## EXERCISE GOAL
Output all records precisely as written.

Records from a point labeling set
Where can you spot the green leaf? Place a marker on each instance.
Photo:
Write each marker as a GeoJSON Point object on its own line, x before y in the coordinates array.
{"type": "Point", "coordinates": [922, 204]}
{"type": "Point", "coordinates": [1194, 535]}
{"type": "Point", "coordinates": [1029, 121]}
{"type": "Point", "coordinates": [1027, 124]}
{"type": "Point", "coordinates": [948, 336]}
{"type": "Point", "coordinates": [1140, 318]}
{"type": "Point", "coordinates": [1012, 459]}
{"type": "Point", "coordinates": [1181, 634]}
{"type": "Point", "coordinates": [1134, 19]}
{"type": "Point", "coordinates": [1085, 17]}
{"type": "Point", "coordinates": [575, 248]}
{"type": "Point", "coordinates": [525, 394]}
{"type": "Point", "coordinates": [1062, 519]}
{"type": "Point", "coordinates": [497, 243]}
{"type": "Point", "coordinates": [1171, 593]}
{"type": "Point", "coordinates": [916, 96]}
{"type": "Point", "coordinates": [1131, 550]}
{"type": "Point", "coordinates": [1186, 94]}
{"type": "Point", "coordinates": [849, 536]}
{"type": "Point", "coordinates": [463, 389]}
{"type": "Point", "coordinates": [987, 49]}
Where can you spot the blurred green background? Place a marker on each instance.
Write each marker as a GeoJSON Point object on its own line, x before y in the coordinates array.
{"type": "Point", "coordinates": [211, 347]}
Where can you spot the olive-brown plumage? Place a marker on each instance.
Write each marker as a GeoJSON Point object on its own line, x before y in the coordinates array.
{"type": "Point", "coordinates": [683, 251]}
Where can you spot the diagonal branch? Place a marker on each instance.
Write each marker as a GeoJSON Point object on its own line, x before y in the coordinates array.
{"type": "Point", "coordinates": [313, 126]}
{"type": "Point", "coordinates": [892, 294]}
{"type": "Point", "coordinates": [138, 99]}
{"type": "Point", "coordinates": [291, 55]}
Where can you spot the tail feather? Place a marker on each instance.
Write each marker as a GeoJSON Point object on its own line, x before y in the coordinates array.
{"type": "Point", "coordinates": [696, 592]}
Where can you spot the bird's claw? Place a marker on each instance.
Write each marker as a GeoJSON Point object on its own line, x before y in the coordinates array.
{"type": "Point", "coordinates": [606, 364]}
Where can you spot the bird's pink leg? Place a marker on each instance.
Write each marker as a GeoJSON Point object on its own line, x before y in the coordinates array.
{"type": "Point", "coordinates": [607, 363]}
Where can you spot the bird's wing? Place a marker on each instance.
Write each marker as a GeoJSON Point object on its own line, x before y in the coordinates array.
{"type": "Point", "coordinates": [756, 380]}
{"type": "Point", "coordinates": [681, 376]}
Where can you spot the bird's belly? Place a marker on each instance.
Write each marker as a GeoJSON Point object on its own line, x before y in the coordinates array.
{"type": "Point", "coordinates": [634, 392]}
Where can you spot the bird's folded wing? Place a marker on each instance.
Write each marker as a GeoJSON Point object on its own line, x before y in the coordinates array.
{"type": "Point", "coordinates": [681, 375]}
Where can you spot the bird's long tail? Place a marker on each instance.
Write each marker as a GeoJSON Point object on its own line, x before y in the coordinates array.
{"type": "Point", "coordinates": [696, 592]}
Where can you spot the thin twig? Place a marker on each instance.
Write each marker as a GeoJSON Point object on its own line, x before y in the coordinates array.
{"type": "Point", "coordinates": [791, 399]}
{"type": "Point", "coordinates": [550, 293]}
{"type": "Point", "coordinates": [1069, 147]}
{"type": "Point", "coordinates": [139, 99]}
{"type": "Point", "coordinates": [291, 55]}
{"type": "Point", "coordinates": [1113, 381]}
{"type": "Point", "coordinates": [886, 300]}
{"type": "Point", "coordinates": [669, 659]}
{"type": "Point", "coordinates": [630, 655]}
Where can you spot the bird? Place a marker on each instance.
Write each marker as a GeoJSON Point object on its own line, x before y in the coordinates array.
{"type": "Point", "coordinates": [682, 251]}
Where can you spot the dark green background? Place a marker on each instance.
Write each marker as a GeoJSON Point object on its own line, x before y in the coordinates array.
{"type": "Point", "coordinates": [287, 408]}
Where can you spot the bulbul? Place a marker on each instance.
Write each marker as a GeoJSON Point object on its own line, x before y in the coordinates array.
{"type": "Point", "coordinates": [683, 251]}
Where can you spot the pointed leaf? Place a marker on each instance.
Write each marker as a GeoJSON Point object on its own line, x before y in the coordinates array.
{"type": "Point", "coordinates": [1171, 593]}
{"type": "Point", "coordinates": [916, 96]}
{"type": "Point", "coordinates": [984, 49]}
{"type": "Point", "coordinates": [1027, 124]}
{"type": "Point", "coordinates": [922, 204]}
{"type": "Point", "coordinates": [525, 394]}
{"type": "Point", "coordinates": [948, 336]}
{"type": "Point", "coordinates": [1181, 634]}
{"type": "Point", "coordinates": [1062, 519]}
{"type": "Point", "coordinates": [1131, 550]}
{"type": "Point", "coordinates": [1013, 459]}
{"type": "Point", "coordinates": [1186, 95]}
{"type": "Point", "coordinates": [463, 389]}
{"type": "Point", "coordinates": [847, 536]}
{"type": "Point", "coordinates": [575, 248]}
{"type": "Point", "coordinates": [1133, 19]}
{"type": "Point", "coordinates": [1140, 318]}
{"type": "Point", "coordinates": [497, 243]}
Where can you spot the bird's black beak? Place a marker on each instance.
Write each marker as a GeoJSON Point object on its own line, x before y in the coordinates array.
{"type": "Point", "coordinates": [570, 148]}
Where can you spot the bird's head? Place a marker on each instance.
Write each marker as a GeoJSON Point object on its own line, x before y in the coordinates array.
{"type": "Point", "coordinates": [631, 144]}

## RESULT OF THIS TASK
Where can you spot the green leaf? Place a marker on each instance.
Photo:
Write each marker as a GeoJSON Point object on its own line, x before y in the coordinates array.
{"type": "Point", "coordinates": [922, 204]}
{"type": "Point", "coordinates": [1194, 535]}
{"type": "Point", "coordinates": [1029, 121]}
{"type": "Point", "coordinates": [1027, 124]}
{"type": "Point", "coordinates": [948, 336]}
{"type": "Point", "coordinates": [1140, 318]}
{"type": "Point", "coordinates": [1012, 459]}
{"type": "Point", "coordinates": [1181, 634]}
{"type": "Point", "coordinates": [1134, 19]}
{"type": "Point", "coordinates": [1085, 17]}
{"type": "Point", "coordinates": [575, 248]}
{"type": "Point", "coordinates": [525, 394]}
{"type": "Point", "coordinates": [1062, 519]}
{"type": "Point", "coordinates": [497, 243]}
{"type": "Point", "coordinates": [1171, 593]}
{"type": "Point", "coordinates": [916, 96]}
{"type": "Point", "coordinates": [1131, 550]}
{"type": "Point", "coordinates": [1186, 94]}
{"type": "Point", "coordinates": [849, 536]}
{"type": "Point", "coordinates": [463, 389]}
{"type": "Point", "coordinates": [987, 49]}
Where can you spot the blurred green background? Place a marker on each instance.
Write each marker as a GeoJSON Point object on its own line, x before y in the coordinates array.
{"type": "Point", "coordinates": [211, 347]}
Where can you spot the olive-brown plumage? Place a marker on each instance.
Write each marker as a GeoJSON Point object on its own line, x before y in the coordinates array.
{"type": "Point", "coordinates": [683, 251]}
Where can you spot the diagonal branch? Place a marker on each instance.
Write each marker as a GeoJSON Point object on its own line, x before y in the coordinates array.
{"type": "Point", "coordinates": [313, 126]}
{"type": "Point", "coordinates": [892, 294]}
{"type": "Point", "coordinates": [138, 99]}
{"type": "Point", "coordinates": [291, 55]}
Where can you spot the tail feather? Place a marker on each instance.
Write each marker as a GeoJSON Point object on its own line, x before y in the coordinates array.
{"type": "Point", "coordinates": [696, 592]}
Where can you spot the bird's claw? Place a marker on each instance.
Write each marker as a GeoJSON Point object on its own line, x before y in the coordinates array.
{"type": "Point", "coordinates": [606, 364]}
Where can you spot the bird's pink leg? Place a marker on each instance.
Write each marker as a GeoJSON Point object on its own line, x before y in the coordinates array.
{"type": "Point", "coordinates": [607, 363]}
Where can you spot the bird's wing? Place a marker on each instance.
Write each marker as a GeoJSON Point object on its own line, x before y in the coordinates array.
{"type": "Point", "coordinates": [756, 380]}
{"type": "Point", "coordinates": [681, 376]}
Where can you spot the bird's belly? Place a marker on each instance.
Write each marker as a GeoJSON Point object on its own line, x before y in the coordinates array.
{"type": "Point", "coordinates": [634, 392]}
Where can you spot the bird's folded wing? Place a marker on each instance.
Write each marker as a GeoJSON Point object on its own line, x before y in the coordinates array.
{"type": "Point", "coordinates": [681, 375]}
Where can you spot the bird's long tail? Place a marker on each instance.
Write each marker as a GeoJSON Point object on its own line, x before y in the coordinates array.
{"type": "Point", "coordinates": [696, 592]}
Where can you spot the thin twig? Place a marker on each instance.
Write each marker as a GeoJSON Point object on its own line, x before y in the coordinates array.
{"type": "Point", "coordinates": [791, 399]}
{"type": "Point", "coordinates": [550, 293]}
{"type": "Point", "coordinates": [1069, 147]}
{"type": "Point", "coordinates": [139, 99]}
{"type": "Point", "coordinates": [291, 55]}
{"type": "Point", "coordinates": [1113, 381]}
{"type": "Point", "coordinates": [886, 300]}
{"type": "Point", "coordinates": [669, 659]}
{"type": "Point", "coordinates": [630, 655]}
Where can you spot the bird? Place a marker on each instance.
Write each marker as a GeoJSON Point object on its own line, x before y in the coordinates array.
{"type": "Point", "coordinates": [682, 251]}
Where can you spot the dark green background? Place a marker on each instance.
Write each marker as a GeoJSON Point object on its own line, x before y in the coordinates array.
{"type": "Point", "coordinates": [287, 408]}
Where can you spot the bulbul? Place a marker on each instance.
Write each marker as a GeoJSON Point object on its own line, x before y in the coordinates array.
{"type": "Point", "coordinates": [683, 251]}
Where can you spot the pointed leaf? Place a marker on each instance.
Write each marker as a GeoJSON Point object on its own line, x before y in the coordinates array.
{"type": "Point", "coordinates": [1171, 593]}
{"type": "Point", "coordinates": [916, 96]}
{"type": "Point", "coordinates": [984, 49]}
{"type": "Point", "coordinates": [1027, 124]}
{"type": "Point", "coordinates": [922, 204]}
{"type": "Point", "coordinates": [525, 394]}
{"type": "Point", "coordinates": [948, 336]}
{"type": "Point", "coordinates": [1181, 634]}
{"type": "Point", "coordinates": [1062, 519]}
{"type": "Point", "coordinates": [1131, 550]}
{"type": "Point", "coordinates": [1013, 459]}
{"type": "Point", "coordinates": [1186, 95]}
{"type": "Point", "coordinates": [463, 389]}
{"type": "Point", "coordinates": [847, 536]}
{"type": "Point", "coordinates": [575, 248]}
{"type": "Point", "coordinates": [1133, 19]}
{"type": "Point", "coordinates": [1140, 318]}
{"type": "Point", "coordinates": [497, 243]}
Where can you spot the bird's black beak? Place a marker on each instance.
Write each marker as a GeoJSON Point object on its own line, x before y in the coordinates array.
{"type": "Point", "coordinates": [570, 148]}
Where can you spot the bird's head? Place a marker on each instance.
Write each marker as a GeoJSON Point object on its own line, x before y in the coordinates array.
{"type": "Point", "coordinates": [631, 144]}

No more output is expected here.